___ Data entries ___
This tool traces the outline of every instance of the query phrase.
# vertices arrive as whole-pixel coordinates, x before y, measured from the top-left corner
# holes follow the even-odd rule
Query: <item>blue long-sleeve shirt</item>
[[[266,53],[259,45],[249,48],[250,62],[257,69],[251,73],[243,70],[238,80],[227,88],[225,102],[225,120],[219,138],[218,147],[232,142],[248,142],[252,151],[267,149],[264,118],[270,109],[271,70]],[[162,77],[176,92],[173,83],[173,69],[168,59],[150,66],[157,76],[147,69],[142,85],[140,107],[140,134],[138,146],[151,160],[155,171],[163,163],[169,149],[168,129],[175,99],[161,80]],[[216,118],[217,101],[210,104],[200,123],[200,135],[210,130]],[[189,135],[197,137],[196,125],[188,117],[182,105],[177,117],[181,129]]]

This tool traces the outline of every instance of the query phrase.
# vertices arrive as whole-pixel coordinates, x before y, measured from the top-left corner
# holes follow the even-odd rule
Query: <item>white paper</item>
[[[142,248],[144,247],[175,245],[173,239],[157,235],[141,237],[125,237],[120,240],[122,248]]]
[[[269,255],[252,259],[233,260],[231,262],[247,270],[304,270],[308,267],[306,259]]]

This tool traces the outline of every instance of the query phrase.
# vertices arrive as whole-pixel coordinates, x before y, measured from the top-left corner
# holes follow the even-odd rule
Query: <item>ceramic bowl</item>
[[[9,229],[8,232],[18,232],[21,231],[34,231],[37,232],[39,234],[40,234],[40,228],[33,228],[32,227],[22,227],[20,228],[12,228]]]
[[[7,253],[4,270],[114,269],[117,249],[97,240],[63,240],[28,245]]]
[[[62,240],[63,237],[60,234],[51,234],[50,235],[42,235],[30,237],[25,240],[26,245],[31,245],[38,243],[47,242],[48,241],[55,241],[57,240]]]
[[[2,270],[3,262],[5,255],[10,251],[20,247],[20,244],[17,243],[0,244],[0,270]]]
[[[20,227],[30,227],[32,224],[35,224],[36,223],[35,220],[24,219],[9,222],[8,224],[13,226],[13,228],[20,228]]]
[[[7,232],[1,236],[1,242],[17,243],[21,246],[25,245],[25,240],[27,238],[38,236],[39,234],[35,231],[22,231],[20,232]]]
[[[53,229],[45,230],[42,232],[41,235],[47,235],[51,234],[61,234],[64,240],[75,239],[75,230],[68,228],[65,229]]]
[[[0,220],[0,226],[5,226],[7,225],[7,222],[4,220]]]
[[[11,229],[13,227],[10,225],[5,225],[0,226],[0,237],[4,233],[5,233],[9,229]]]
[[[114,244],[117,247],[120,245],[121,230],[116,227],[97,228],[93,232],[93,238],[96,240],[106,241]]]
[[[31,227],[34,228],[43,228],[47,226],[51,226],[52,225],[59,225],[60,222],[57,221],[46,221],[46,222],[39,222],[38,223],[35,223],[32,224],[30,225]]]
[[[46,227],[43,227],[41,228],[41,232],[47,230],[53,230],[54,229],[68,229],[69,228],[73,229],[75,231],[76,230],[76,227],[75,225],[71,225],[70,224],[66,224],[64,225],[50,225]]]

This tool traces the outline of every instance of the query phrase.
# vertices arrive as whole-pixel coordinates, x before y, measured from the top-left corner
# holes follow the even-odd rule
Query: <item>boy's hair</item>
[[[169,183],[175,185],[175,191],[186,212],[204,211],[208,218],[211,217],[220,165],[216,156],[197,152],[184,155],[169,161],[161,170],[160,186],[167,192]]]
___
### The exercise:
Put all of the rows above into a two-column CSV with the header request,answer. Give one line per row, with its full text in the request field and its answer in the answer field, each field in double quotes and with line breaks replaced by spaces.

### Result of this exercise:
request,answer
"This tool traces the outline of every instance of the query phrase. # vertices arrive as whole-pixel coordinates, x before y, measured from the top-left corner # holes follow the even-odd rule Query: <item>blue long-sleeve shirt</item>","[[[266,53],[259,45],[249,48],[250,62],[257,69],[251,73],[243,70],[238,80],[227,88],[225,102],[225,120],[219,138],[218,147],[232,142],[248,142],[252,151],[267,149],[264,118],[270,109],[271,70]],[[162,77],[176,92],[173,83],[173,69],[168,59],[150,66],[157,76],[147,69],[142,85],[140,107],[140,134],[138,146],[151,160],[155,171],[163,163],[169,149],[168,129],[175,99],[161,80]],[[216,118],[217,101],[210,104],[200,123],[200,135],[210,130]],[[189,135],[197,137],[196,125],[188,117],[182,105],[177,117],[181,129]]]"
"This tool traces the outline of every instance of the query phrase. # vertices arrive as whole-pixel coordinates, x before y, measured from the top-left corner # holes follow the even-odd rule Query: <item>white paper</item>","[[[142,248],[144,247],[175,245],[173,239],[157,235],[141,237],[125,237],[120,240],[122,248]]] [[[269,255],[252,259],[233,260],[231,262],[247,270],[304,270],[308,267],[306,259]]]"
"This tool traces the outline of every instance of the query phrase. # vertices arrive as whole-pixel coordinates, x before y, measured from the top-left corner # holes follow the even-odd rule Query: <item>ceramic bowl</item>","[[[9,229],[8,232],[18,232],[21,231],[34,231],[37,232],[39,234],[40,234],[40,228],[33,228],[32,227],[22,227],[20,228],[12,228]]] [[[7,253],[4,270],[114,269],[117,249],[97,240],[63,240],[28,245]]] [[[62,240],[63,237],[60,234],[51,234],[50,235],[42,235],[30,237],[25,240],[26,245],[31,245],[38,243],[47,242],[48,241],[55,241],[57,240]]] [[[2,270],[3,262],[5,255],[10,251],[20,247],[20,244],[17,243],[0,244],[0,270]]] [[[20,227],[30,227],[32,224],[35,224],[36,223],[35,220],[24,219],[9,222],[8,224],[13,226],[13,228],[20,228]]] [[[7,232],[1,236],[1,242],[17,243],[21,246],[25,245],[25,240],[27,238],[38,236],[39,234],[35,231],[22,231],[20,232]]] [[[53,229],[45,230],[42,232],[41,235],[47,235],[51,234],[61,234],[64,240],[75,239],[75,230],[68,228],[65,229]]] [[[0,220],[0,226],[5,226],[7,225],[7,222],[4,220]]] [[[11,229],[13,227],[10,225],[5,225],[0,226],[0,237],[4,233],[5,233],[9,229]]] [[[114,244],[117,247],[120,245],[121,230],[116,227],[97,228],[93,232],[93,238],[96,240],[106,241]]] [[[31,227],[34,228],[43,228],[47,226],[51,226],[52,225],[59,225],[60,222],[57,221],[46,221],[46,222],[39,222],[38,223],[35,223],[32,224],[30,225]]] [[[46,227],[43,227],[41,228],[41,232],[47,230],[53,230],[54,229],[68,229],[69,228],[73,229],[75,231],[76,230],[76,227],[75,225],[71,225],[70,224],[66,224],[64,225],[50,225]]]"
"This tool traces the outline of every instance of the query phrase. # vertices arrive as whole-pixel coordinates, x before y, measured from the top-left corner # holes follow the even-odd rule Query: <item>boy's hair</item>","[[[169,183],[175,185],[175,191],[186,212],[204,211],[208,218],[211,217],[220,165],[216,156],[197,152],[184,155],[169,161],[161,170],[160,186],[167,192]]]"